Data for processing:
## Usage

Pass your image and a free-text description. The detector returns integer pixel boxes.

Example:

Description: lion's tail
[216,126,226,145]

Problem requirements:
Can you turn the records above into a Markdown table with the columns Row and Line, giving each non-blank line its own numbered row and leaving out the blank lines?

Exercise solution:
| Row | Line |
|---|---|
| 1 | ## Usage |
| 2 | Pass your image and a free-text description. The detector returns integer pixel boxes. |
| 3 | Example: |
| 4 | Description: lion's tail |
| 5 | [216,126,226,145] |